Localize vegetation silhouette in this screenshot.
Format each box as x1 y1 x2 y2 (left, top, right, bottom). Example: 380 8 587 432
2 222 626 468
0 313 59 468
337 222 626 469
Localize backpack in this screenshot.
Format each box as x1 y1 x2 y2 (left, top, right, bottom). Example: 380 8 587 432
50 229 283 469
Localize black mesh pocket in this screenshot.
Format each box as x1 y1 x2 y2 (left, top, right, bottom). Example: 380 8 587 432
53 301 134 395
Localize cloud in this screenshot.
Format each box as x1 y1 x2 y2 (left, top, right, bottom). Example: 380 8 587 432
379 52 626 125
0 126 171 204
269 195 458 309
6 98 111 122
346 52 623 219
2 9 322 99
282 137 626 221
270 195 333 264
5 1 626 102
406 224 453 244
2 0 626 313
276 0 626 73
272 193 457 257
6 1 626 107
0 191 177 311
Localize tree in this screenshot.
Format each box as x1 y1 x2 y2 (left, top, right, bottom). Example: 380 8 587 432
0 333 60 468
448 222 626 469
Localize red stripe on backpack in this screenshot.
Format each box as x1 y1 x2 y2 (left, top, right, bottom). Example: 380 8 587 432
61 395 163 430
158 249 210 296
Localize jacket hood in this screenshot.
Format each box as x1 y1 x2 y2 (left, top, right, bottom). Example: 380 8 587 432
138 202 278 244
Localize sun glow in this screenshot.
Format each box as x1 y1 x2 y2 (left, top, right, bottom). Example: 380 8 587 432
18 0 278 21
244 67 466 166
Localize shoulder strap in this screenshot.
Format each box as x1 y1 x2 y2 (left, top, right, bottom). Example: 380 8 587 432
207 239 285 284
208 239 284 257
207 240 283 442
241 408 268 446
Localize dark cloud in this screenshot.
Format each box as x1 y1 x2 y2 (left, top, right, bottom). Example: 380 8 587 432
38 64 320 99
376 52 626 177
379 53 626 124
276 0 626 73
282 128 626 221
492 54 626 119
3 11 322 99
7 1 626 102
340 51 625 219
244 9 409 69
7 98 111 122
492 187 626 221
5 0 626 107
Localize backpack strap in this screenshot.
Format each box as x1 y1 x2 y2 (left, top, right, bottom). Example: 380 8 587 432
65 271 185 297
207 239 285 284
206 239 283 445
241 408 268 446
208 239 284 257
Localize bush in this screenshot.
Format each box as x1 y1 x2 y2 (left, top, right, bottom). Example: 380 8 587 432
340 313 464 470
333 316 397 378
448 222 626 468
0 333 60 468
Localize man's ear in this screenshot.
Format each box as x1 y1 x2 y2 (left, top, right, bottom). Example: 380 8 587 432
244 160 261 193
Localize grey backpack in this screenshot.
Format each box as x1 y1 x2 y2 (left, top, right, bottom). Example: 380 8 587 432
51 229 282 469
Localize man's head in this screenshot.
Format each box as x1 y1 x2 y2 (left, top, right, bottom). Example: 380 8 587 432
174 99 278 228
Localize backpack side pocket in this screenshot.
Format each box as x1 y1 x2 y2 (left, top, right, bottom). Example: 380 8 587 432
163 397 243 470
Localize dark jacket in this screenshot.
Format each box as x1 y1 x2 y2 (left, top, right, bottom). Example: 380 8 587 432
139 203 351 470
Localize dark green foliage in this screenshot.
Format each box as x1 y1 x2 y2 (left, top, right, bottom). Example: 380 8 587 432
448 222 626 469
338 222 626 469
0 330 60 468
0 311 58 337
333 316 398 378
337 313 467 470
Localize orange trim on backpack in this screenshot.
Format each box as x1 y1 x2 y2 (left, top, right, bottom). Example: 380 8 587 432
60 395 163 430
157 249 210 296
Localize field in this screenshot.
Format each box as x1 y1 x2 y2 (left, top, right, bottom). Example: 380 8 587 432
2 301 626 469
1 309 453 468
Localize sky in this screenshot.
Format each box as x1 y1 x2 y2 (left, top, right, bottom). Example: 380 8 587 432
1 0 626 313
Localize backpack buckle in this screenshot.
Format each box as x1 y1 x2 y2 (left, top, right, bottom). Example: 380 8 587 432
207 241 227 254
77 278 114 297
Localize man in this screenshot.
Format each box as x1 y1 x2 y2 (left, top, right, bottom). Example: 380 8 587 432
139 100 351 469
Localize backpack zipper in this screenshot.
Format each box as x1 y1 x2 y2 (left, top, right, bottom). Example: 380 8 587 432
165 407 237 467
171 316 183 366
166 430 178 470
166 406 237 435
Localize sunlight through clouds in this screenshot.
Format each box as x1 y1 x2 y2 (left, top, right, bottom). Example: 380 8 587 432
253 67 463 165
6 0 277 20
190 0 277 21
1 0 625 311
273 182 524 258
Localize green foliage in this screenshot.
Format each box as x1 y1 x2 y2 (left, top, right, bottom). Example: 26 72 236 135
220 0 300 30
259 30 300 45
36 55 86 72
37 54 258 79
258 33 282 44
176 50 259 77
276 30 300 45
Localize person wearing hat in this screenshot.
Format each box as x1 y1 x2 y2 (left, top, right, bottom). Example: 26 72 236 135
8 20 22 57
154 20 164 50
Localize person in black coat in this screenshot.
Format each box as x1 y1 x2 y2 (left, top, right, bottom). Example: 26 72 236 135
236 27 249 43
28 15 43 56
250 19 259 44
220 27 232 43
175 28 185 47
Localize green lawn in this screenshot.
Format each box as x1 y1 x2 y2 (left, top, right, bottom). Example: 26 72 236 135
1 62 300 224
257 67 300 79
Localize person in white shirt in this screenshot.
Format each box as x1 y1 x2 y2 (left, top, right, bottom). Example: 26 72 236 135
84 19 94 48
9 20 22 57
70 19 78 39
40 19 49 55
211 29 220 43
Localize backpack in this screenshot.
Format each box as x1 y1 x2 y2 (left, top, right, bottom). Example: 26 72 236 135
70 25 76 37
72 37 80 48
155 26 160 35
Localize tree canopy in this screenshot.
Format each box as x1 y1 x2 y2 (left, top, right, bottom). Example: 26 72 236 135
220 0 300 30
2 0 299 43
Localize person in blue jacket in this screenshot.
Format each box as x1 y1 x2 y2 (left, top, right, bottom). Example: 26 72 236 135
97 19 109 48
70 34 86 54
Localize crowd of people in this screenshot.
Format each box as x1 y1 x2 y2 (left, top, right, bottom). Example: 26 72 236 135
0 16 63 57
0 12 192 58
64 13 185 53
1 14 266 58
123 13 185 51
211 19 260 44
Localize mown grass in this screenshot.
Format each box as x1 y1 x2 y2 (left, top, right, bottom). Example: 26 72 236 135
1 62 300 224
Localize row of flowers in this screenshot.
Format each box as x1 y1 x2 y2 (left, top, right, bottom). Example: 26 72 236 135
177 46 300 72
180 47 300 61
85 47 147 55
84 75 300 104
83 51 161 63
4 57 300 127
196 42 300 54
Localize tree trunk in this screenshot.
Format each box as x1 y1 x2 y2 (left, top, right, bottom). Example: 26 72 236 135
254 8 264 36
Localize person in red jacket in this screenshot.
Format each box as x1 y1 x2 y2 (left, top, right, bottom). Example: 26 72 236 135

=-=-=

▸ What the task requires:
Retype all of the data exactly. Leave nothing out.

▸ Solution to this exercise:
Localize vegetation silhouette in this screenshot.
Format each box as x1 y1 x2 y2 (left, top, right, bottom). Example: 380 8 587 432
2 222 626 468
0 313 59 468
337 222 626 469
Localize backpack in this screenshot.
Format each box as x1 y1 x2 y2 (left, top, right, bottom). Example: 380 8 587 432
50 229 283 469
Localize black mesh pocket in this screenshot.
Format each box as x1 y1 x2 y2 (left, top, right, bottom). Example: 380 8 587 432
53 301 134 395
Localize cloud in this screenshot.
Format each box as x1 y1 x2 y2 (left, top, right, bottom). Example: 380 8 587 432
379 52 626 125
0 126 171 204
269 195 458 309
6 98 111 122
346 52 623 219
2 9 322 99
282 137 626 221
270 195 333 264
5 1 626 102
406 224 453 244
2 0 626 313
276 0 626 73
272 193 457 257
6 1 626 107
0 191 177 311
Localize tree in this screenshot.
Format each box as x1 y1 x2 y2 (left, top, right, bottom). Example: 380 8 587 432
0 333 60 468
448 222 626 469
Localize red stripe on backpack in this screenshot.
Format each box as x1 y1 x2 y2 (left, top, right, bottom). Example: 380 8 587 432
61 395 163 430
158 249 210 296
Localize jacket hood in this screenshot.
Format each box as x1 y1 x2 y2 (left, top, right, bottom). Example: 380 8 587 432
138 202 278 244
Localize sun glow in this screenshot.
Format each box as x1 y1 x2 y2 (left, top, right, bottom). Example: 380 8 587 432
18 0 278 21
244 67 466 166
Localize shoulder strap in this screenshot.
Format each box as x1 y1 x2 y2 (left, top, right, bottom). Example: 380 8 587 432
207 239 285 284
208 239 284 257
207 240 283 442
241 408 268 446
Localize dark cloud in this screenshot.
Format each box as x1 y1 x2 y2 (left, top, right, bottom). Example: 380 8 587 432
38 64 320 99
376 52 626 177
379 53 626 124
276 0 626 73
282 128 626 221
492 54 626 119
3 11 322 99
7 1 626 102
340 51 625 219
244 9 409 69
7 98 111 122
492 187 626 221
5 0 626 107
Localize backpack strap in this screenshot.
Format each box as x1 y1 x2 y2 (left, top, right, bottom). Example: 380 8 587 432
65 271 185 297
207 239 285 284
206 239 283 445
241 408 268 446
208 239 284 257
Localize bush in this screenshot.
Format each box as x1 y1 x2 y2 (left, top, right, bottom). Example: 380 8 587 432
340 313 464 470
333 316 397 378
448 222 626 468
0 333 60 468
Localize man's ear in this screenshot.
Format each box as x1 y1 x2 y2 (left, top, right, bottom). Example: 380 8 587 432
244 160 261 193
Localize grey backpack in this screenshot.
Format each box as x1 y1 x2 y2 (left, top, right, bottom). Example: 380 8 587 432
51 229 282 469
Localize man's head in this screenshot.
Format each box as x1 y1 x2 y2 (left, top, right, bottom). Example: 380 8 587 432
174 99 278 228
Localize backpack side pocket in this screenshot.
Format each box as x1 y1 x2 y2 (left, top, right, bottom). Example: 380 8 587 432
163 397 243 470
Localize dark jacket in this screenshot.
Format each box as x1 y1 x2 y2 (left, top, right, bottom). Example: 380 8 587 432
139 203 351 470
Localize dark green foliage in this screenshot.
Format each box as x1 y1 x2 y2 (left, top, right, bottom). Example: 380 8 587 432
448 222 626 469
338 222 626 469
0 330 60 468
0 311 58 337
333 316 398 378
337 313 467 470
Localize orange trim on backpack in this screenshot.
Format each box as x1 y1 x2 y2 (left, top, right, bottom). Example: 380 8 587 432
60 395 163 430
157 249 210 296
Localize field in this screenshot.
Format each box as x1 y1 x2 y2 (left, top, right, bottom). Example: 380 8 587 432
2 301 626 469
1 309 453 468
Localize sky in this screenshot.
Format each box as x1 y1 x2 y2 (left, top, right, bottom). Example: 380 8 587 432
1 0 626 313
Localize backpack buckle in this screenshot.
Format each box as x1 y1 x2 y2 (left, top, right, bottom). Example: 380 8 587 432
207 241 227 254
77 278 114 297
Localize man in this screenshot.
Format each box as x1 y1 x2 y2 (left, top, right, bottom). Example: 380 8 587 432
139 100 351 469
Localize backpack zipper in this screenshot.
Format each box as x1 y1 x2 y2 (left, top, right, bottom). Example: 380 8 587 432
165 407 237 467
171 316 183 366
166 430 178 470
166 406 237 435
Localize sunlight through clouds in this screenshot.
Format each box as x1 y1 x2 y2 (left, top, right, bottom). Example: 380 8 587 432
253 67 463 165
6 0 277 20
190 0 277 21
1 0 625 311
273 182 524 258
Localize green foliage in this screenshot.
Format each box as x1 y1 x2 y2 (left, top, right, bottom). Example: 26 72 236 135
220 0 300 30
259 30 300 45
36 55 86 72
37 54 258 79
258 33 282 44
176 50 259 77
276 30 300 45
Localize person wearing hat in this screenshot.
Format each box as x1 y1 x2 y2 (left, top, right, bottom). Example: 26 72 236 135
8 20 22 57
154 20 164 50
Localize person in black coat in this screenshot.
Format each box as x1 y1 x2 y2 (left, top, right, bottom). Example: 26 72 236 135
236 27 249 43
28 15 43 56
250 19 259 44
220 27 232 43
175 28 185 47
Localize green lawn in this screenshot.
Format each box as x1 y1 x2 y2 (left, top, right, bottom). Example: 26 72 236 135
1 62 300 224
257 67 300 79
Localize person in white shirt in this screenshot.
Format each box as x1 y1 x2 y2 (left, top, right, bottom). Example: 26 72 236 135
84 19 94 48
9 20 22 57
70 19 78 39
40 19 49 55
211 29 220 43
Localize backpack in this screenshot.
Format each box as x1 y1 x2 y2 (left, top, right, bottom). Example: 26 72 236 135
70 25 76 37
72 37 80 48
155 26 160 35
Localize tree canopy in this screenshot.
Format each box as x1 y1 x2 y2 (left, top, right, bottom). Example: 26 72 236 135
220 0 300 30
2 0 299 43
Localize person in blue jacket in this screenshot.
Format each box as x1 y1 x2 y2 (left, top, right, bottom). Example: 26 72 236 135
97 19 109 48
70 34 86 54
Localize crowd of people in this screenshot.
Format each box as x1 y1 x2 y2 (left, top, right, bottom). Example: 26 72 236 135
0 16 63 57
0 12 192 58
64 13 185 53
1 14 266 58
123 13 185 51
211 19 260 44
Localize mown grass in this screenshot.
Format each box as x1 y1 x2 y2 (left, top, right, bottom). Example: 26 72 236 135
1 62 300 224
Localize row of flowers in this screenshot.
Format each box as x1 y1 x2 y2 (left, top, right, bottom). Example: 26 72 236 135
177 46 300 72
180 47 300 61
85 47 147 55
84 75 300 104
83 51 161 63
4 57 300 127
196 42 300 54
Localize tree trunk in this screenshot.
Format each box as x1 y1 x2 y2 (left, top, right, bottom). Example: 26 72 236 135
254 8 264 36
Localize person in red jacket in this screenshot.
Format each box as x1 y1 x2 y2 (left, top, right, bottom). Example: 26 72 236 135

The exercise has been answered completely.